» **WORK TO COMPLETE**
Copy every entry below exactly as it appears, leaving out the images.

» **GIVEN DATA**
◇ ◇ ◇

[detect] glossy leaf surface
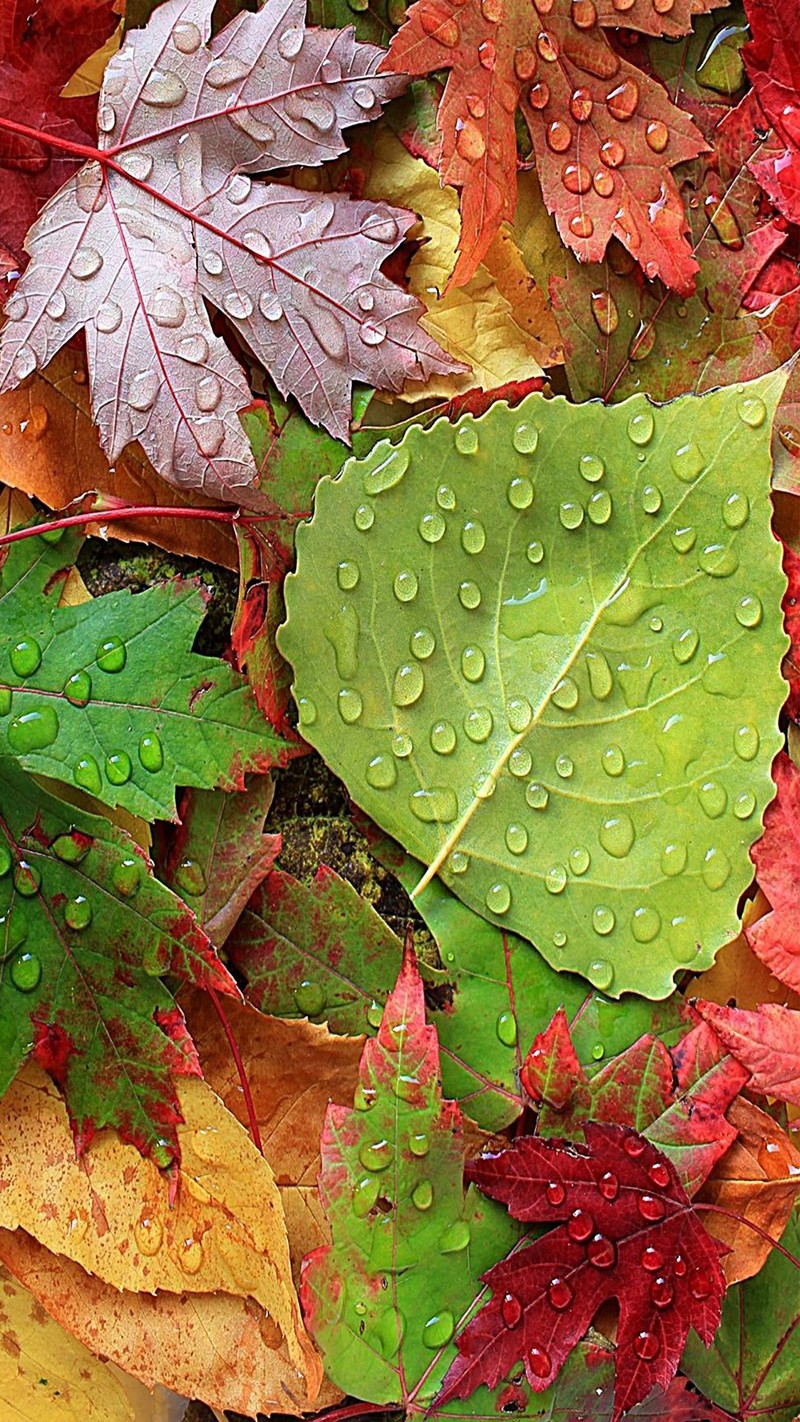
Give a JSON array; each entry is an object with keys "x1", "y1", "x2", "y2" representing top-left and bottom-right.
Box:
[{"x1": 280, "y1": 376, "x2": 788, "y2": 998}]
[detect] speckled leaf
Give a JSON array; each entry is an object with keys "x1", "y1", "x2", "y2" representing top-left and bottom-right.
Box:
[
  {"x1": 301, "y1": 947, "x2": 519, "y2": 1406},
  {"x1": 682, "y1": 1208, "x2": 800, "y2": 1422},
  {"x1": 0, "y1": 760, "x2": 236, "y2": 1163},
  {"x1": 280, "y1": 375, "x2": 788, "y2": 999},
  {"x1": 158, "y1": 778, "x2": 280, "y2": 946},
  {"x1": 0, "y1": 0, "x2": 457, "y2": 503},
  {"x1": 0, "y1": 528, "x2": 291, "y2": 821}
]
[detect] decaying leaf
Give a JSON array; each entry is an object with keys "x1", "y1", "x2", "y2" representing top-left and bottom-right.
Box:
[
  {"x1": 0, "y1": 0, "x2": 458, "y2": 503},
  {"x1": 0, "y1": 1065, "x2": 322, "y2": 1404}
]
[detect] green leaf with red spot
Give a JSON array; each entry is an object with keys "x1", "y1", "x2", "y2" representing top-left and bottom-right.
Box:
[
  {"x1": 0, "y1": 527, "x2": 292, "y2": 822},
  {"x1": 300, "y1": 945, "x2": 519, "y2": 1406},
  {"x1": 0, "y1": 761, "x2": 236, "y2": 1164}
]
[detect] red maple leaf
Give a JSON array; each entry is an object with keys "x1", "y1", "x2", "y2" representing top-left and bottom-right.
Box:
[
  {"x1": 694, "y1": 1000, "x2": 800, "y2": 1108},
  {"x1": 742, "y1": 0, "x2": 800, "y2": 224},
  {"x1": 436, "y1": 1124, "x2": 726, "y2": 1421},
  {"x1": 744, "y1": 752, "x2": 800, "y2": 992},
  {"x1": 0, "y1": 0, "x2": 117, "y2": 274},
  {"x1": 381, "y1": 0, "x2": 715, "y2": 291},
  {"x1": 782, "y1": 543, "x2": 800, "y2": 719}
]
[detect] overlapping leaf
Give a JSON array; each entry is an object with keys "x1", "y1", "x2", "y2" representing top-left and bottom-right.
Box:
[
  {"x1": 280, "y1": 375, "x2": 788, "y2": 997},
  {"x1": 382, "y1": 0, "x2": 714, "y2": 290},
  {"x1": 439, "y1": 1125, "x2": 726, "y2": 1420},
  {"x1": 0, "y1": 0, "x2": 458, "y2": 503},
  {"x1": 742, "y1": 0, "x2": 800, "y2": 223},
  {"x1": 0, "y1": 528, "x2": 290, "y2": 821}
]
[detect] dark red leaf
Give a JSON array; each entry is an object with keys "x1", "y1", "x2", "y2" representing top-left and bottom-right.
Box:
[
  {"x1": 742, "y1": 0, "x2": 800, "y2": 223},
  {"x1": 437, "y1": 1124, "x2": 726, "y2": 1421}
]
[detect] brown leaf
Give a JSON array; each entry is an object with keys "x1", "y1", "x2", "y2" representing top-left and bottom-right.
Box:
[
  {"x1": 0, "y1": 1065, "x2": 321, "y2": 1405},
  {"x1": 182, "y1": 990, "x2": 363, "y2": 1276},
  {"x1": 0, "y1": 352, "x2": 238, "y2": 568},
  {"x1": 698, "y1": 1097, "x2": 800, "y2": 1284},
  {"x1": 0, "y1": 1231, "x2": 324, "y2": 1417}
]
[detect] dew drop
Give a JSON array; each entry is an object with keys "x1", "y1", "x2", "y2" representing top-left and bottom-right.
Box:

◇ ◇ ◇

» **RESULT OF THIS TASK**
[detect] glossy leaf surface
Give a JSON array; each entry is an object with keys "x1", "y1", "x2", "y2" representing top-left and bottom-right.
Box:
[{"x1": 280, "y1": 376, "x2": 788, "y2": 998}]
[detect] speckled leaf
Give a JSON array; each entry is an object with keys "x1", "y1", "x2", "y2" representing top-left and bottom-right.
Box:
[
  {"x1": 301, "y1": 947, "x2": 519, "y2": 1406},
  {"x1": 682, "y1": 1208, "x2": 800, "y2": 1422},
  {"x1": 0, "y1": 760, "x2": 236, "y2": 1163},
  {"x1": 280, "y1": 375, "x2": 788, "y2": 999},
  {"x1": 158, "y1": 778, "x2": 280, "y2": 946},
  {"x1": 0, "y1": 0, "x2": 457, "y2": 503},
  {"x1": 0, "y1": 528, "x2": 291, "y2": 821}
]
[detect] decaying leaf
Give a JSON array; each entry is an object with keys "x1", "y1", "x2", "y2" representing top-left and bottom-right.
Box:
[
  {"x1": 0, "y1": 0, "x2": 458, "y2": 503},
  {"x1": 0, "y1": 1065, "x2": 322, "y2": 1404}
]
[detect] green leaf with red spot
Give a JSON array; each entry is an object with keys "x1", "y1", "x2", "y2" representing top-left and bottom-right.
Box:
[
  {"x1": 0, "y1": 527, "x2": 292, "y2": 822},
  {"x1": 300, "y1": 945, "x2": 519, "y2": 1406},
  {"x1": 0, "y1": 761, "x2": 236, "y2": 1164}
]
[detect] red maple leaf
Give a JSON array; each entry is an object with keys "x1", "y1", "x2", "y2" representing top-left and bottom-right.
Box:
[
  {"x1": 694, "y1": 1000, "x2": 800, "y2": 1108},
  {"x1": 742, "y1": 0, "x2": 800, "y2": 224},
  {"x1": 436, "y1": 1124, "x2": 726, "y2": 1421},
  {"x1": 744, "y1": 752, "x2": 800, "y2": 992},
  {"x1": 0, "y1": 0, "x2": 117, "y2": 274},
  {"x1": 381, "y1": 0, "x2": 715, "y2": 291},
  {"x1": 782, "y1": 543, "x2": 800, "y2": 719}
]
[detect] overlapping leaf
Give a JSON array; each entry is an object with keys "x1", "y1", "x2", "y2" representing top-left and bottom-right.
Box:
[
  {"x1": 280, "y1": 375, "x2": 788, "y2": 997},
  {"x1": 382, "y1": 0, "x2": 714, "y2": 290},
  {"x1": 439, "y1": 1125, "x2": 726, "y2": 1420},
  {"x1": 0, "y1": 0, "x2": 458, "y2": 503},
  {"x1": 742, "y1": 0, "x2": 800, "y2": 223},
  {"x1": 0, "y1": 528, "x2": 290, "y2": 821}
]
[detect] dark red leaf
Give a JSON array; each entry is an object with keys "x1", "y1", "x2", "y2" representing top-left and bottom-right.
Box:
[
  {"x1": 742, "y1": 0, "x2": 800, "y2": 223},
  {"x1": 437, "y1": 1124, "x2": 726, "y2": 1421}
]
[detect] brown leaf
Give a JSON array; each entry is an object with keys "x1", "y1", "x2", "y2" representing top-left and bottom-right.
Box:
[
  {"x1": 0, "y1": 1065, "x2": 321, "y2": 1405},
  {"x1": 182, "y1": 990, "x2": 363, "y2": 1276},
  {"x1": 0, "y1": 352, "x2": 238, "y2": 568},
  {"x1": 698, "y1": 1097, "x2": 800, "y2": 1284},
  {"x1": 0, "y1": 1231, "x2": 324, "y2": 1417}
]
[detect] dew drop
Give a JSON array; each entry is an object with keys "x1", "y1", "x2", "y2" representing top-left and bottom-right.
Box:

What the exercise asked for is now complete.